— What is required —
Starting at the line that holds "of the dirt", copy every line exactly through the end of the data, and no others.

— Coordinate annotation entries —
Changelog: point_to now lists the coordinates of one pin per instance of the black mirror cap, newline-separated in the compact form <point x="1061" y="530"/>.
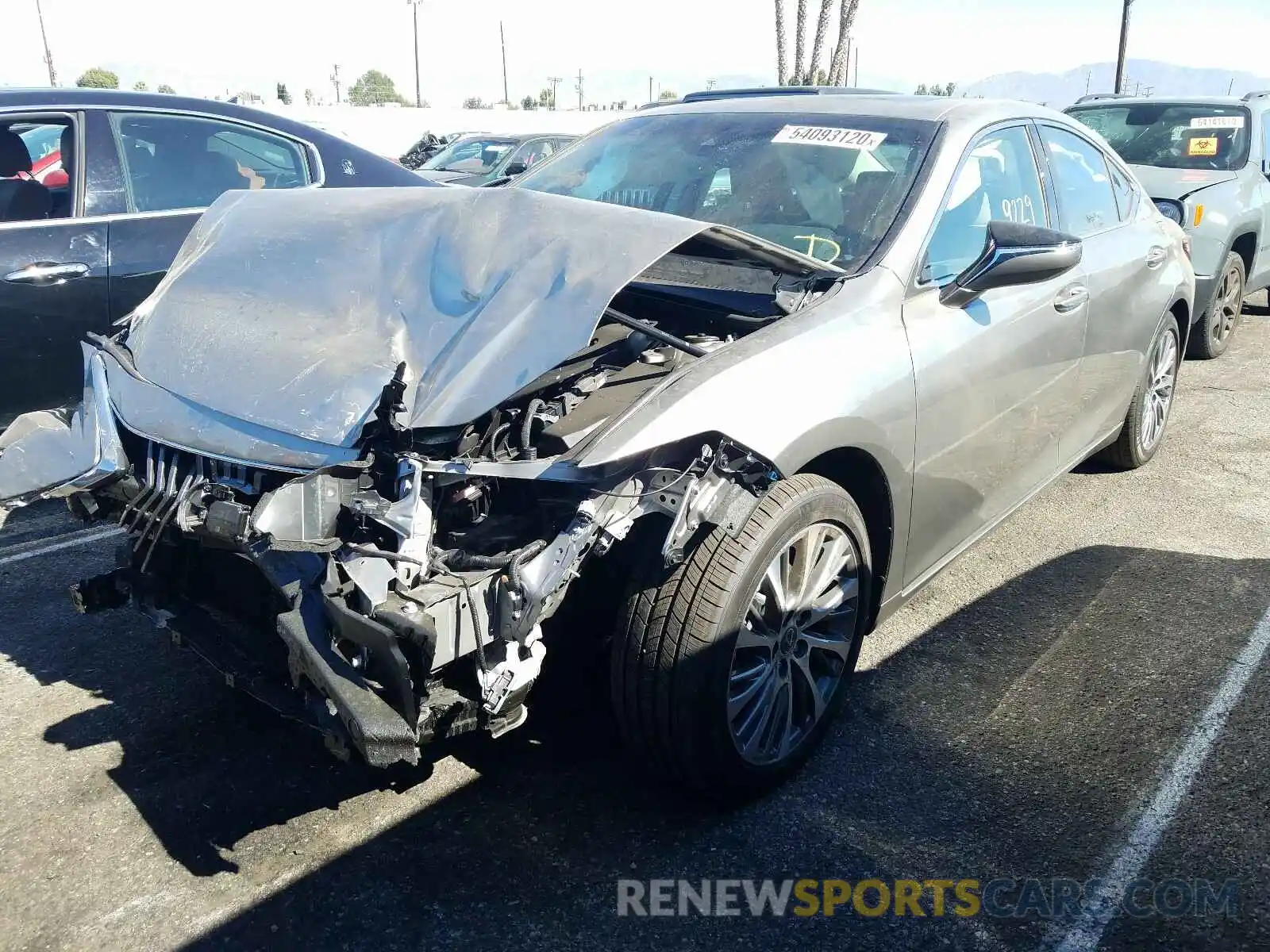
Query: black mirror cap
<point x="1013" y="255"/>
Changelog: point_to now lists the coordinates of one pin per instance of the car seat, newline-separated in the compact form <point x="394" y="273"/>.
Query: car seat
<point x="21" y="200"/>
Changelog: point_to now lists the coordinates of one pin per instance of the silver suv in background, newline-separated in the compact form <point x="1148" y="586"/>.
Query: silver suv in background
<point x="1206" y="163"/>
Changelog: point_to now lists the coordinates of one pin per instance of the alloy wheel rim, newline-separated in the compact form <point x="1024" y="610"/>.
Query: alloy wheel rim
<point x="1160" y="390"/>
<point x="795" y="644"/>
<point x="1230" y="302"/>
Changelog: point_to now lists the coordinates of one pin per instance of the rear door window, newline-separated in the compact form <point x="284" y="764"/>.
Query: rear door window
<point x="183" y="162"/>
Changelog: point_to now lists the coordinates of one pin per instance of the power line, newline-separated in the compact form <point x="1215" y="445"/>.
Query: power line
<point x="48" y="56"/>
<point x="418" y="95"/>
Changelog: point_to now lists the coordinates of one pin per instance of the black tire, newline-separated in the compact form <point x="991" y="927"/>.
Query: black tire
<point x="673" y="647"/>
<point x="1212" y="334"/>
<point x="1130" y="448"/>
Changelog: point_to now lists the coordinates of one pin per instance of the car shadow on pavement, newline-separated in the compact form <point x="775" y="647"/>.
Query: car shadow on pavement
<point x="1009" y="740"/>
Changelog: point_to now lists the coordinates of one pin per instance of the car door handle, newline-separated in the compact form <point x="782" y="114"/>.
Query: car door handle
<point x="1071" y="298"/>
<point x="48" y="273"/>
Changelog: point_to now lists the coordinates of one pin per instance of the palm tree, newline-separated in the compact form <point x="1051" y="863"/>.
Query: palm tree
<point x="822" y="27"/>
<point x="799" y="41"/>
<point x="780" y="44"/>
<point x="846" y="21"/>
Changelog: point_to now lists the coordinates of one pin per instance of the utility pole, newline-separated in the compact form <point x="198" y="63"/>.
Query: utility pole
<point x="418" y="95"/>
<point x="1124" y="46"/>
<point x="48" y="56"/>
<point x="502" y="40"/>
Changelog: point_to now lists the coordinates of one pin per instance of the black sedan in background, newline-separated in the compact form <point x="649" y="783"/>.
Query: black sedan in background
<point x="482" y="159"/>
<point x="98" y="190"/>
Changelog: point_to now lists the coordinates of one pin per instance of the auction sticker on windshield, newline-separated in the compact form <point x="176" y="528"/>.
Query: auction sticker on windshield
<point x="831" y="136"/>
<point x="1217" y="122"/>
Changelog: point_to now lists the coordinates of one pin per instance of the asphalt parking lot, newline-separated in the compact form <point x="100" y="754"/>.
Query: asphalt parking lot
<point x="1033" y="714"/>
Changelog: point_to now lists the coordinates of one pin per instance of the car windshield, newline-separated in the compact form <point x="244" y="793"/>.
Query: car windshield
<point x="474" y="156"/>
<point x="1172" y="135"/>
<point x="825" y="186"/>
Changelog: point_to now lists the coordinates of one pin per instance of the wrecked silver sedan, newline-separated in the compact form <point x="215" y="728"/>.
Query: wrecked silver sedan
<point x="730" y="412"/>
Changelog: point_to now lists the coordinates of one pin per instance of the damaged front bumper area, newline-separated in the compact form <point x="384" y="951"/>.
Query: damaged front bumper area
<point x="387" y="602"/>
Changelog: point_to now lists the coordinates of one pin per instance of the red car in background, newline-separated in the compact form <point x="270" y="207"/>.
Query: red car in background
<point x="44" y="143"/>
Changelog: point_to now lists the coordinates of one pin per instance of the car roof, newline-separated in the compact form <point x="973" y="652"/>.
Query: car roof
<point x="901" y="107"/>
<point x="1160" y="101"/>
<point x="78" y="98"/>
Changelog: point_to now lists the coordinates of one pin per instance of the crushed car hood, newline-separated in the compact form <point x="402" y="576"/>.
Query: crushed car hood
<point x="294" y="309"/>
<point x="1178" y="183"/>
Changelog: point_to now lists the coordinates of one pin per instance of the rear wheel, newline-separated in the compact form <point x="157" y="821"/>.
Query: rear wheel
<point x="1213" y="333"/>
<point x="728" y="668"/>
<point x="1149" y="413"/>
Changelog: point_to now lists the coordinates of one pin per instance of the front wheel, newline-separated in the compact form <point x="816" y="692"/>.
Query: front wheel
<point x="1212" y="336"/>
<point x="728" y="668"/>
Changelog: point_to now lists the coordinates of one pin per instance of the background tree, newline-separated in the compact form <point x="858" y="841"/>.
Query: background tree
<point x="816" y="76"/>
<point x="374" y="88"/>
<point x="838" y="63"/>
<point x="780" y="44"/>
<point x="97" y="78"/>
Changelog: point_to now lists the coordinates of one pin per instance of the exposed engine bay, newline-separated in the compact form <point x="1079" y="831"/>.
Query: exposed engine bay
<point x="408" y="587"/>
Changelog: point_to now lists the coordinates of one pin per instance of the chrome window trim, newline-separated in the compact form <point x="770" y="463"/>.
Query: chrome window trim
<point x="311" y="152"/>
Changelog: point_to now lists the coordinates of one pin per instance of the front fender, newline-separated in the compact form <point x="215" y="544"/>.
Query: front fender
<point x="48" y="454"/>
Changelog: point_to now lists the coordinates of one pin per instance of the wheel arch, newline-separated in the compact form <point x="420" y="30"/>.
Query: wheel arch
<point x="863" y="476"/>
<point x="1245" y="245"/>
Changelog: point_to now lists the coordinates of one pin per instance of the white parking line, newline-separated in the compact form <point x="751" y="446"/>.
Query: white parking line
<point x="75" y="539"/>
<point x="1086" y="933"/>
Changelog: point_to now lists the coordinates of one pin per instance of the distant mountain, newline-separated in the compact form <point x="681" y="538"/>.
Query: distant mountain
<point x="1062" y="89"/>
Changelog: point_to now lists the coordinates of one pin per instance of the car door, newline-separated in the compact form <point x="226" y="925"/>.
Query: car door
<point x="171" y="167"/>
<point x="52" y="290"/>
<point x="1126" y="262"/>
<point x="996" y="380"/>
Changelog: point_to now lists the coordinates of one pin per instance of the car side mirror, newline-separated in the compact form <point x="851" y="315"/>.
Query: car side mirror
<point x="1013" y="255"/>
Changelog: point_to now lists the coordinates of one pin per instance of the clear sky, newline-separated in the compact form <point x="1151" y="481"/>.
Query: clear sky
<point x="211" y="48"/>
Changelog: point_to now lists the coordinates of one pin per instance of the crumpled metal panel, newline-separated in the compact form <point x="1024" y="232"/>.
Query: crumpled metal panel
<point x="292" y="309"/>
<point x="46" y="455"/>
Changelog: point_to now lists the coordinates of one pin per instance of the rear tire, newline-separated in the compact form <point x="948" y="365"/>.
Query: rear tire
<point x="1149" y="412"/>
<point x="696" y="668"/>
<point x="1212" y="334"/>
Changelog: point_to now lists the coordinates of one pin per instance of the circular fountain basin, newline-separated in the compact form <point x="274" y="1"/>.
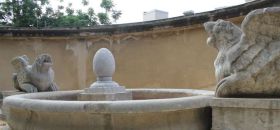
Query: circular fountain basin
<point x="150" y="109"/>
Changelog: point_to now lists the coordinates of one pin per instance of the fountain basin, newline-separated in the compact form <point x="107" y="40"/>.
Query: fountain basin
<point x="150" y="109"/>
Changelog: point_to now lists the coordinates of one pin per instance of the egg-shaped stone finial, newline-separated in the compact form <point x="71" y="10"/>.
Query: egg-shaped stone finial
<point x="103" y="64"/>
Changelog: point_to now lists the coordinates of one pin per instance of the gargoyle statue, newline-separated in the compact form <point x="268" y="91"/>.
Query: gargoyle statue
<point x="248" y="61"/>
<point x="37" y="77"/>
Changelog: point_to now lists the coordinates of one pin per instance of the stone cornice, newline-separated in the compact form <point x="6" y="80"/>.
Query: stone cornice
<point x="175" y="22"/>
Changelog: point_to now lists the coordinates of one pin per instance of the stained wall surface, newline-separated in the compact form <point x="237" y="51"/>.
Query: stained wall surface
<point x="164" y="58"/>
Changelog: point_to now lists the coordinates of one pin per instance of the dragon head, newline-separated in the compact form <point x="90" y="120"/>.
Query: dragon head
<point x="222" y="34"/>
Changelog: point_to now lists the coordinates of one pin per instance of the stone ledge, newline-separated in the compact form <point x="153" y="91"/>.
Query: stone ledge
<point x="181" y="21"/>
<point x="256" y="103"/>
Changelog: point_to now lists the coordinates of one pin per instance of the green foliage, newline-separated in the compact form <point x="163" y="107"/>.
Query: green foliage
<point x="39" y="13"/>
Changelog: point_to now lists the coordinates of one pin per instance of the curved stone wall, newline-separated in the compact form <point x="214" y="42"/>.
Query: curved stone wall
<point x="169" y="53"/>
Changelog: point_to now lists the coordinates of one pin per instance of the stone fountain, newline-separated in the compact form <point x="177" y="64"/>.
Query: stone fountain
<point x="104" y="88"/>
<point x="106" y="105"/>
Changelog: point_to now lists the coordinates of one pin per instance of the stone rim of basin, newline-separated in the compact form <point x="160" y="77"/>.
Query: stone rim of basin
<point x="43" y="102"/>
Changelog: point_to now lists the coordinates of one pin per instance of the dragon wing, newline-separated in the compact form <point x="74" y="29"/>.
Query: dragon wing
<point x="259" y="43"/>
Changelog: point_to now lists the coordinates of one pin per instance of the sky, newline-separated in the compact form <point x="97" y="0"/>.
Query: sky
<point x="133" y="9"/>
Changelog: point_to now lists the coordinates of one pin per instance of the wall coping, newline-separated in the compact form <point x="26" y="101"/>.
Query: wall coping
<point x="181" y="21"/>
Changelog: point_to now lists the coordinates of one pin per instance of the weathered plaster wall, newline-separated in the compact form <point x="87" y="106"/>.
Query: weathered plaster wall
<point x="162" y="58"/>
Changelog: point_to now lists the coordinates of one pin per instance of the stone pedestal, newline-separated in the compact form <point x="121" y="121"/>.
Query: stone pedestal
<point x="105" y="96"/>
<point x="245" y="114"/>
<point x="104" y="89"/>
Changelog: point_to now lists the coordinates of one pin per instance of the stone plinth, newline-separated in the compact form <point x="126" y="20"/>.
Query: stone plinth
<point x="105" y="94"/>
<point x="245" y="114"/>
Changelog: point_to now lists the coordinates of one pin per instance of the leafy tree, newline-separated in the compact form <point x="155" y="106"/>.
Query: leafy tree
<point x="39" y="13"/>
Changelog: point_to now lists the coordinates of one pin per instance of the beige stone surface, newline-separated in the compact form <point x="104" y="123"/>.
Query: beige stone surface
<point x="166" y="109"/>
<point x="245" y="114"/>
<point x="170" y="58"/>
<point x="248" y="62"/>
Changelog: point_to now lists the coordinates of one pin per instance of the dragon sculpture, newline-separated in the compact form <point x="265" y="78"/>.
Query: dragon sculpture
<point x="248" y="60"/>
<point x="37" y="77"/>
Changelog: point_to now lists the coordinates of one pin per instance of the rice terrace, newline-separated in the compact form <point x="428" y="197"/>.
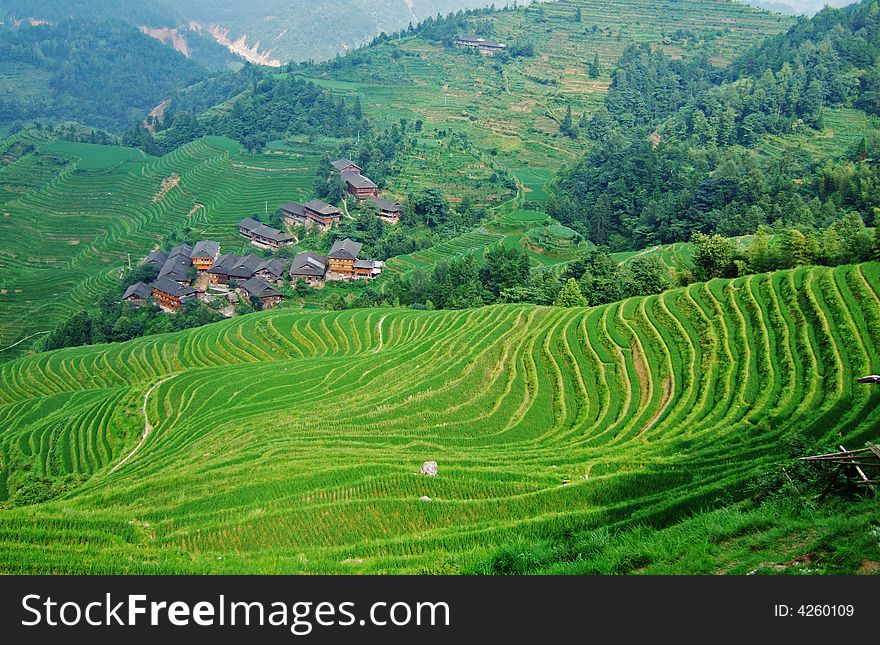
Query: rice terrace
<point x="544" y="288"/>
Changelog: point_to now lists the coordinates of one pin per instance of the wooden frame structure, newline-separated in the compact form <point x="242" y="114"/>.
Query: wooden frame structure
<point x="861" y="463"/>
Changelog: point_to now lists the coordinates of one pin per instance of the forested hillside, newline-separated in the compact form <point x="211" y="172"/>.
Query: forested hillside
<point x="104" y="73"/>
<point x="681" y="146"/>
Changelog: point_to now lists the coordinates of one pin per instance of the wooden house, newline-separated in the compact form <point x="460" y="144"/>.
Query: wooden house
<point x="137" y="294"/>
<point x="268" y="295"/>
<point x="358" y="186"/>
<point x="204" y="254"/>
<point x="389" y="210"/>
<point x="310" y="268"/>
<point x="219" y="271"/>
<point x="315" y="213"/>
<point x="272" y="271"/>
<point x="342" y="256"/>
<point x="177" y="266"/>
<point x="170" y="294"/>
<point x="346" y="165"/>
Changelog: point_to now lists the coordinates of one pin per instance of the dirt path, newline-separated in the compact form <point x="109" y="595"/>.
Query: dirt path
<point x="147" y="427"/>
<point x="381" y="338"/>
<point x="23" y="340"/>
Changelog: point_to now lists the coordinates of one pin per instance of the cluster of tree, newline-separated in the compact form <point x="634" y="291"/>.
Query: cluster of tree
<point x="115" y="321"/>
<point x="104" y="72"/>
<point x="669" y="153"/>
<point x="506" y="275"/>
<point x="273" y="108"/>
<point x="847" y="241"/>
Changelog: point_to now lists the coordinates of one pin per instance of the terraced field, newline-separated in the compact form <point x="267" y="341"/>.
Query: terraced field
<point x="72" y="212"/>
<point x="291" y="441"/>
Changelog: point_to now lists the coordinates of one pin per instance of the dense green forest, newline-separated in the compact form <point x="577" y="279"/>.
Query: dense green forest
<point x="674" y="149"/>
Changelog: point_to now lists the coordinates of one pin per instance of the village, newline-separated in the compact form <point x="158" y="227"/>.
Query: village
<point x="202" y="272"/>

— Completed task —
Changelog: point_to now lists the coordinates of one pin per instance of the dirt path, newline-separated in the compact form <point x="109" y="595"/>.
Query: dirt path
<point x="147" y="427"/>
<point x="381" y="338"/>
<point x="23" y="340"/>
Changelog: point_to now lists the coordinates of one pin per instance of the cluster of tree, newline-separated in the compact form <point x="634" y="291"/>.
Query: cluster of tree
<point x="115" y="321"/>
<point x="104" y="72"/>
<point x="669" y="153"/>
<point x="506" y="275"/>
<point x="273" y="108"/>
<point x="847" y="241"/>
Changelog: point_to now lists the coordinates of one pin per instance of the terraced field, newline-separated in the compact form <point x="267" y="341"/>.
Query: terraced field
<point x="72" y="212"/>
<point x="291" y="441"/>
Changelog: point_to now lists the coordinates of one pin per instance of the dense green forest, newline-separated in the compact form <point x="577" y="279"/>.
Query: dense green forest
<point x="674" y="149"/>
Changelog: point_to now lists the coordinates of one pin per instance of the village, newline-separated in the compact form <point x="158" y="227"/>.
Query: village
<point x="202" y="272"/>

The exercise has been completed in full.